── TEXT SHOWN

Sustainable Agriculture vs Industrial Agriculture

Virtually everything I have to say is viewed through a lens of who I am and what I do, it can’t be helped. To be honest in this world is to offer the insights you have on the subjects you know. Most people have all kinds of opinions, but they don’t know what they’re talking about or even how they came by their beliefs.

There are two ways of producing food- and by this I mean consumables which is produced via the natural process, not in a laboratory.

Sustainable farming is one means, Industrial agriculture the other. A vegetable produced through sustainable farming produces more calories for consumption than it consumes in production, examples of this are tomatoes grown organically in soil fertilized with rotted compost made from animal or vegetable matter/waste or beef that comes from an open range farm where stocking density never exceeds a carbon neutral fix. Sustainable farming produces more than food as an end product and most of these end products are either invisible to the end consumer- and so unimportant to them if they are unaware of them, or intangible to anyone outside of the process.

Some of these unseen products are carbon locked into the soil, increase in the tilth of soil, decreased erosion, improved water quality, improved pasture, humane welfare of livestock, improved bloodlines and overall health of animals, minimal use of hydrocarbons in production, zero use of chemical inputs to soil, water or foodstuffs produced, development and sustainability of rural economies, increased health and vigor of farm families, decentralized production, fewer food borne illnesses, etc In fact it would take a lot more than an essay to list all of the benefits. The main negative- especially in our current economic position is higher cost for end product.

Industrial agriculture is based on the premise that food is no different than any other profit making good and as long as the dollar value of the end sales exceeds the dollar value of production, any other effect is immaterial. It is less farming and more akin to strip mining calories from an acreage.

It requires an ever increasing amount of chemical inputs, it reduces soil health, erosion, water retention in soil, and fouls watercourse. It usually demands inhumane practices of livestock due to overcrowding, alteration of living animals (docking of tails and ears, teeth/beak clipping, muscle degeneration, unnatural life cycles, pharmaceutical supplementation, increased risk of food borne pathogens and fatalities spread rapidly via centralized distribution, destruction of rural communities, loss of generational knowledge of natural cycles and remedies, etc. The key to this type of agriculture is cheap hydrocarbons which have risen fivefold in price over the past fifteen years and are no longer inexpensive.

Bottom line? By continuing along a path of industrial agriculture as a means of providing cheap food we have lost virtually every supplemental benefit and maximized every possible deficit. The vast majority of lands now under industrial agricultural use would not be fit to farm in the event of a halt in hydrocarbon inputs. The vast majority of people involved in industrial agriculture would no longer know how to “farm”. It would be like taking newly returning combat infantrymen and placing them in a neonatal unit without training.

────

(PROBLEM DESCRIPTION):
Resume the essay on sustainable versus industrial agriculture, picking up right after its last sentence.

── EXERCISE DATA

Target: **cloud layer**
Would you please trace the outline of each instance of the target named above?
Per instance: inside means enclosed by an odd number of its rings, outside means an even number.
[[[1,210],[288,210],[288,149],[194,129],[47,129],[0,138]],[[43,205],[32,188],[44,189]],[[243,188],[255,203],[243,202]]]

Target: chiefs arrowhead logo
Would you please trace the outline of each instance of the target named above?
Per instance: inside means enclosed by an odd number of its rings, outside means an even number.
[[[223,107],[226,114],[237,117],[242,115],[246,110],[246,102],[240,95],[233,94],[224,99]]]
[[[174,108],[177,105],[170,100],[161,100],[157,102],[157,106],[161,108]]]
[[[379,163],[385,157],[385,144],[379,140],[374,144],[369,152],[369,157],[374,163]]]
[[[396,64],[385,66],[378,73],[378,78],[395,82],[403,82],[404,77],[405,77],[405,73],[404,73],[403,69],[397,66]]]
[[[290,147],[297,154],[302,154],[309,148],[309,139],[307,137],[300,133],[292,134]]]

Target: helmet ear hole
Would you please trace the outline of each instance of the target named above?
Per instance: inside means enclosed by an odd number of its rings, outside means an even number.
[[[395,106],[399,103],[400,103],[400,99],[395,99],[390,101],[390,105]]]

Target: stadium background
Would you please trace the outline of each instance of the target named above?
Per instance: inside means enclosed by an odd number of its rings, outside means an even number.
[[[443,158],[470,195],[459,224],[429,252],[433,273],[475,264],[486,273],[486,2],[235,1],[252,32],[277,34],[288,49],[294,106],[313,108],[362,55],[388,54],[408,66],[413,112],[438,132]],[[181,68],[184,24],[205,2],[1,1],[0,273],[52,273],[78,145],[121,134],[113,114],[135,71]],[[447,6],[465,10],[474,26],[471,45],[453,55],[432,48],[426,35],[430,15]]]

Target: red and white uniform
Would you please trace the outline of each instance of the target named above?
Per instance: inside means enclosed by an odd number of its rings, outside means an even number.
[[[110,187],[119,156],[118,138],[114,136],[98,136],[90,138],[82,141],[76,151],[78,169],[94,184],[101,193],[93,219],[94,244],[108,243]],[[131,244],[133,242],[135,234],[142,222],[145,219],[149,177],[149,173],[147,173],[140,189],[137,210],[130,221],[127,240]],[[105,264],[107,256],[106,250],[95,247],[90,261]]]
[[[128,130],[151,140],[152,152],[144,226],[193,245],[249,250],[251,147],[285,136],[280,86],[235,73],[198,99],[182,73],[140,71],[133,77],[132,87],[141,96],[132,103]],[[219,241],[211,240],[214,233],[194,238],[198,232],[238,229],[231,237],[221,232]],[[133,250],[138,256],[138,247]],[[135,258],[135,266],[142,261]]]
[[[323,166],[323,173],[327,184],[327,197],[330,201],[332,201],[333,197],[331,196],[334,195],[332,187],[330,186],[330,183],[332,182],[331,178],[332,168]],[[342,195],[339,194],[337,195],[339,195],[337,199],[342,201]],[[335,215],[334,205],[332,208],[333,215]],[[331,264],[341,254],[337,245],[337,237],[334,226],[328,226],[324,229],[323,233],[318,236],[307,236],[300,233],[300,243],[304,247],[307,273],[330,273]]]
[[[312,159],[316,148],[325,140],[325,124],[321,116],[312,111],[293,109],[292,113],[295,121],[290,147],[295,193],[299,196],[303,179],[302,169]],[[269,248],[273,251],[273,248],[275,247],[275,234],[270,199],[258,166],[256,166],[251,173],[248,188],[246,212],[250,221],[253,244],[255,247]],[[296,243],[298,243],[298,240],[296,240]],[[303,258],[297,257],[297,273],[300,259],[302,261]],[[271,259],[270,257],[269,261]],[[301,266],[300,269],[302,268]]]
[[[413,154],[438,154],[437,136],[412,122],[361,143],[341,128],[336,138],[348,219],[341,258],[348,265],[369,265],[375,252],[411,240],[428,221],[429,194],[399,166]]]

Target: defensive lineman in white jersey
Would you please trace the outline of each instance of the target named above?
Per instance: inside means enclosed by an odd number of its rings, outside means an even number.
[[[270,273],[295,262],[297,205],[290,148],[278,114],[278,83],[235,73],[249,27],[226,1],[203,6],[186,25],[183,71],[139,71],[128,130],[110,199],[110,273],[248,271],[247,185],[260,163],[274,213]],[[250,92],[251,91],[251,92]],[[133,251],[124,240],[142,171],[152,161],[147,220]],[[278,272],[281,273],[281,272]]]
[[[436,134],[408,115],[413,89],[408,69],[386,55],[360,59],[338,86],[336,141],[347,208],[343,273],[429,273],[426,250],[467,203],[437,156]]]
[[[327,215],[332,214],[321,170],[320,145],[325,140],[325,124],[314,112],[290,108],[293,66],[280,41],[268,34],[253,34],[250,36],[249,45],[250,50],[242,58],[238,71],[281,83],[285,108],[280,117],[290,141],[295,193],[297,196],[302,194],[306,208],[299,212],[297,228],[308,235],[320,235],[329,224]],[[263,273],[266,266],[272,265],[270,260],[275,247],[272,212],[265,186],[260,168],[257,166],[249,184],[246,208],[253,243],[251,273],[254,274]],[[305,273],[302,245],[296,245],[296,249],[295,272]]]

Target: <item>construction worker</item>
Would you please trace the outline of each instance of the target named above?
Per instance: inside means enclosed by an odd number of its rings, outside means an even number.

────

(ANSWER TO THIS TASK):
The fact that virtually anyone in the US can obtain some cheap food at any given moment is not indicative of a healthy or sane system- in fact it is just the opposite. It is evidence of a system so focused on keeping people fat and pacified through the consumption of non-nutritional calories put together through a combination of heavily centralized, soil and water damaging processes controlled by large corporations whose bottom line depends on inhumane treatment of livestock, environmental destruction, erasure of generational skills and knowledge and the malnutrition of its end users.

I understand where food comes from and how to improve the quality of soil, water and environment because my life depends upon it. I was called to farming the way a minister is called to the cloth and view my obligation as sacred having taken a vow of poverty (or near) in order to do it. I speak from limited, but deep experience and I can tell you that while this is not the same discipline as the one Jim has discussed in his piece about our economic situation above, it is tied to it and is an integral part of it.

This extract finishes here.